(Excerpt to read):
— BEGIN —
We find that the state presented evidence which, if believed, is sufficient to support appellant's five convictions. The first assignment of error is overruled.
Assignment of Error No. 2:
THE TRIAL COURT ERRED BY ADMITTING EVIDENCE OF A PRIOR INVESTIGATION OF THE DEFENDANT.
During trial, a cassette recording of an interview of appellant by Investigator Doyle of the Clermont County Sheriff's Office was entered into evidence and played in its entirety for the jury. There was no objection to the admission of the tape. In the portion of the recording relevant to this assignment of error, appellant, in response to a question by Doyle, denied having ever been investigated by Children's Protective Services for other allegations of sexual misconduct. Upon examination by the prosecutor, appellant stated that everything he said on the tape was true. However, upon further examination, he admitted that he had been investigated by Children's Protective Services for "sexual aggression" alleged by Emily Green, a minor who lived with appellant and his family during 1994 and 1995.
The trial court allowed the questioning over appellant's objection, citing Evid.R. 608(B). Appellant contends that the trial court erred by allowing the testimony since it was prejudicial, and the trial court had already granted appellant's motion in limine to exclude certain witnesses who would have testified to alleged similar, uncharged acts by appellant.
Evid.R. 608(B) states:
Specific instances of the conduct of a witness for the purpose of attacking or supporting the witness's character for truthfulness, other than conviction of a crime as provided in Evid.R. 609, may not be proved by extrinsic evidence. They may, however, in the discretion of the court, if clearly probative of truthfulness or untruthfulness, be inquired into on cross-examination of the witness (10) concerning the witness's character for truthfulness, or (2) concerning the character for truthfulness or untruthfulness of another witness as to which character the witness being cross-examined has testified.
— END —
(Stored items from a collection):
— BEGIN —
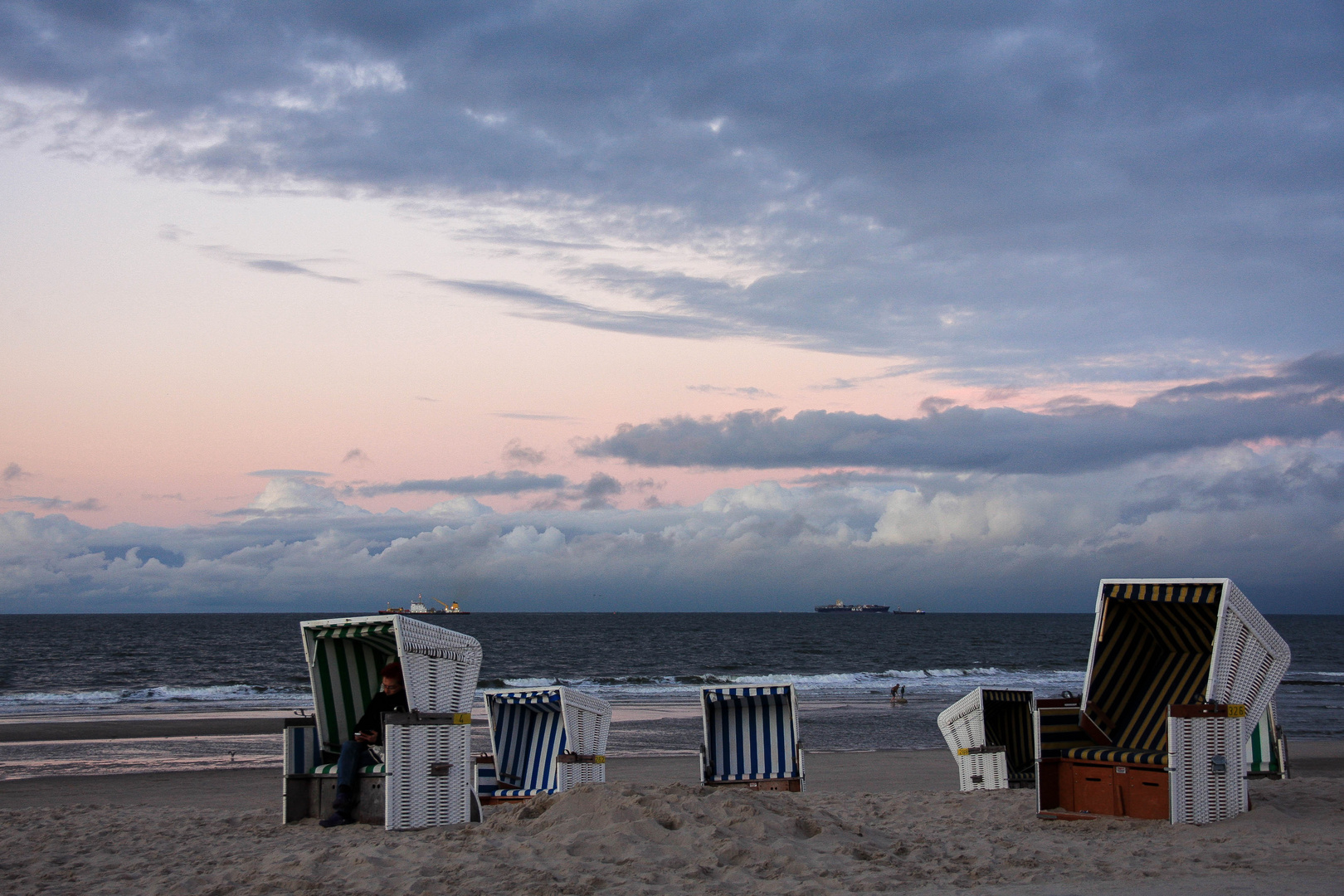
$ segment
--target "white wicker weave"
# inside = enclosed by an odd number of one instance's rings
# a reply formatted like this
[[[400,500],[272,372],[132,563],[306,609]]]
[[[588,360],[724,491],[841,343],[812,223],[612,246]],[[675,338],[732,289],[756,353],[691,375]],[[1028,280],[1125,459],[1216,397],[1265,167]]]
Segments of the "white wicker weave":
— END —
— BEGIN —
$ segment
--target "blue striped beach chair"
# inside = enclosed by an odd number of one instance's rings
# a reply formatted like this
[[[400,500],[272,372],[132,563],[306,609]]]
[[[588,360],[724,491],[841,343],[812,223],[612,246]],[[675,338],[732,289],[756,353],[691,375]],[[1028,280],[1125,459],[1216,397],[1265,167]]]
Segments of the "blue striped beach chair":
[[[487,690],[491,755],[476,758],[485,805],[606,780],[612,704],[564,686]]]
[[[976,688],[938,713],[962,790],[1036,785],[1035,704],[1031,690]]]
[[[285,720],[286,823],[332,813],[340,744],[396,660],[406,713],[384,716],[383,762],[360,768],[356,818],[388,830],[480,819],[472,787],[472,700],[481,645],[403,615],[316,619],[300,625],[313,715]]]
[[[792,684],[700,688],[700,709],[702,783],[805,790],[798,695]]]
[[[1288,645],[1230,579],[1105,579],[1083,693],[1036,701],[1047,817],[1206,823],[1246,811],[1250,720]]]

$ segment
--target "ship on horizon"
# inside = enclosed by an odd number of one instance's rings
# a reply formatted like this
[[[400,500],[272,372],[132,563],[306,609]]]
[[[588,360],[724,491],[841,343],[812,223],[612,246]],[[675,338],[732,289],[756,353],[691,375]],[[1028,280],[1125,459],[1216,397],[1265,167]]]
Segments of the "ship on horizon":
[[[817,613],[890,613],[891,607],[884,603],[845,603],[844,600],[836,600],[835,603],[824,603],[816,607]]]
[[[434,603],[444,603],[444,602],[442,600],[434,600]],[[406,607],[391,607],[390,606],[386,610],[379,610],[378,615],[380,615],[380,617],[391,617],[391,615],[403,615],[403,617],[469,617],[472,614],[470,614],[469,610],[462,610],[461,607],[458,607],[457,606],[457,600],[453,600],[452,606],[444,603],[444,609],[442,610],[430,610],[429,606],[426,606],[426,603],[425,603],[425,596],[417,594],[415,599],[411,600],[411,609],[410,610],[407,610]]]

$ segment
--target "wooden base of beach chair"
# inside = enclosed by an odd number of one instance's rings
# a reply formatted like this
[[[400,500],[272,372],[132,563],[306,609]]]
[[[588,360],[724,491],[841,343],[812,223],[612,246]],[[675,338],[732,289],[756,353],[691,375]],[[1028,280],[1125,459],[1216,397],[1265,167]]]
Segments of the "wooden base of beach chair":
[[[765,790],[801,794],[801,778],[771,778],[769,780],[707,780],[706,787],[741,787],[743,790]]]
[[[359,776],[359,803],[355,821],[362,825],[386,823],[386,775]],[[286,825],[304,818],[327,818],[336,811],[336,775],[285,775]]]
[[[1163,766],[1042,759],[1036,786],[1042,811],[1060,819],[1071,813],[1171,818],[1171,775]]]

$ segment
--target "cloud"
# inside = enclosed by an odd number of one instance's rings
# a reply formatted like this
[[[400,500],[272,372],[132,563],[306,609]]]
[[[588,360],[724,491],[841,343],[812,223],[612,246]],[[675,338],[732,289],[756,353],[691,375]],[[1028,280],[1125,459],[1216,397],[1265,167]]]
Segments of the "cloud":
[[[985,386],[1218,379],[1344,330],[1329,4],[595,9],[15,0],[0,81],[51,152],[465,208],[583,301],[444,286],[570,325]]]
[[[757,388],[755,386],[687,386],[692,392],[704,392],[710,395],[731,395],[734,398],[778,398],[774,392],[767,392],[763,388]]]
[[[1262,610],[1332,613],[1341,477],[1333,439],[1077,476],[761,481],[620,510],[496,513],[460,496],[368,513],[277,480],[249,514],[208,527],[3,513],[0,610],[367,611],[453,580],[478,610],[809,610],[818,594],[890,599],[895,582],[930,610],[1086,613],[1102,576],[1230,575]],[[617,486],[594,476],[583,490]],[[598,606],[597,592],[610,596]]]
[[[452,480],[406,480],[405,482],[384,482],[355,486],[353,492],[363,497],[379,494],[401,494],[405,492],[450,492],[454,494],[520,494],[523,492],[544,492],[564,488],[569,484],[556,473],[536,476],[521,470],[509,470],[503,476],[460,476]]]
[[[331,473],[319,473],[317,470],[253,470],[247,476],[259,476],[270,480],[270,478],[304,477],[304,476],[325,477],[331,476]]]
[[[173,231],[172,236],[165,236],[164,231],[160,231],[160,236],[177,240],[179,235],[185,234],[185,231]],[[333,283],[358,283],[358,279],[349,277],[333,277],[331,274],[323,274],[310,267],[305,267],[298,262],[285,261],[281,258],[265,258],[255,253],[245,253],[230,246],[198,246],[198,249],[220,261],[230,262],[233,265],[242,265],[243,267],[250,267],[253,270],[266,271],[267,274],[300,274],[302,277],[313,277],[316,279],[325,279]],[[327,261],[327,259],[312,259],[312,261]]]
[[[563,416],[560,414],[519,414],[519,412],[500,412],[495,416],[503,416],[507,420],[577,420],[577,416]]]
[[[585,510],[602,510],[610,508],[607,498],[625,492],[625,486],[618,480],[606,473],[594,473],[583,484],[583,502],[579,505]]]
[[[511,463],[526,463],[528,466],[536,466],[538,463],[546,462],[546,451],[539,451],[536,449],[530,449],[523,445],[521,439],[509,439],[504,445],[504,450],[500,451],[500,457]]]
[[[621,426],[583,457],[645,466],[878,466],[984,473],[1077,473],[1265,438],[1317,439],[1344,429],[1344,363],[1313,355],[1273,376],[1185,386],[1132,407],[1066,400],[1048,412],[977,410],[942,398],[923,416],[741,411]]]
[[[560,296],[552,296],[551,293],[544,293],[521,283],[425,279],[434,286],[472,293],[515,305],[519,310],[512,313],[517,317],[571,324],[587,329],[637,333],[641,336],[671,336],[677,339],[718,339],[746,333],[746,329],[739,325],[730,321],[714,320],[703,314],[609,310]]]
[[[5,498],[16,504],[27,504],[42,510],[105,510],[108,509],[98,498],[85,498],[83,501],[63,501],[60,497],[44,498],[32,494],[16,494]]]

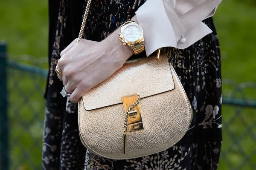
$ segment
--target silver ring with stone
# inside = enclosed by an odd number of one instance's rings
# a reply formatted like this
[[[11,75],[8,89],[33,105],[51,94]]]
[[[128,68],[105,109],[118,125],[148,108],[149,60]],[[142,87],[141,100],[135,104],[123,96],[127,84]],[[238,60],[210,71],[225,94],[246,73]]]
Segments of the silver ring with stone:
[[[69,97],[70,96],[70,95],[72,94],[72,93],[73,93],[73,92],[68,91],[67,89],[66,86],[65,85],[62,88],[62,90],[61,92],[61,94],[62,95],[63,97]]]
— END —
(Jobs):
a – Reproduce the court opinion excerpt from "The trial court allowed" up to and including "acts by appellant.", swapping "motion in limine" for "pretrial motion".
b – List every person and organization that the court opinion excerpt identifies by a proper name.
The entries above come from a separate source unrelated to the court opinion excerpt.

(Solutions to the exercise):
a –
The trial court allowed the questioning over appellant's objection, citing Evid.R. 608(B). Appellant contends that the trial court erred by allowing the testimony since it was prejudicial, and the trial court had already granted appellant's pretrial motion to exclude certain witnesses who would have testified to alleged similar, uncharged acts by appellant.

b – Investigator Doyle, Clermont County Sheriff's Office, Children's Protective Services, Emily Green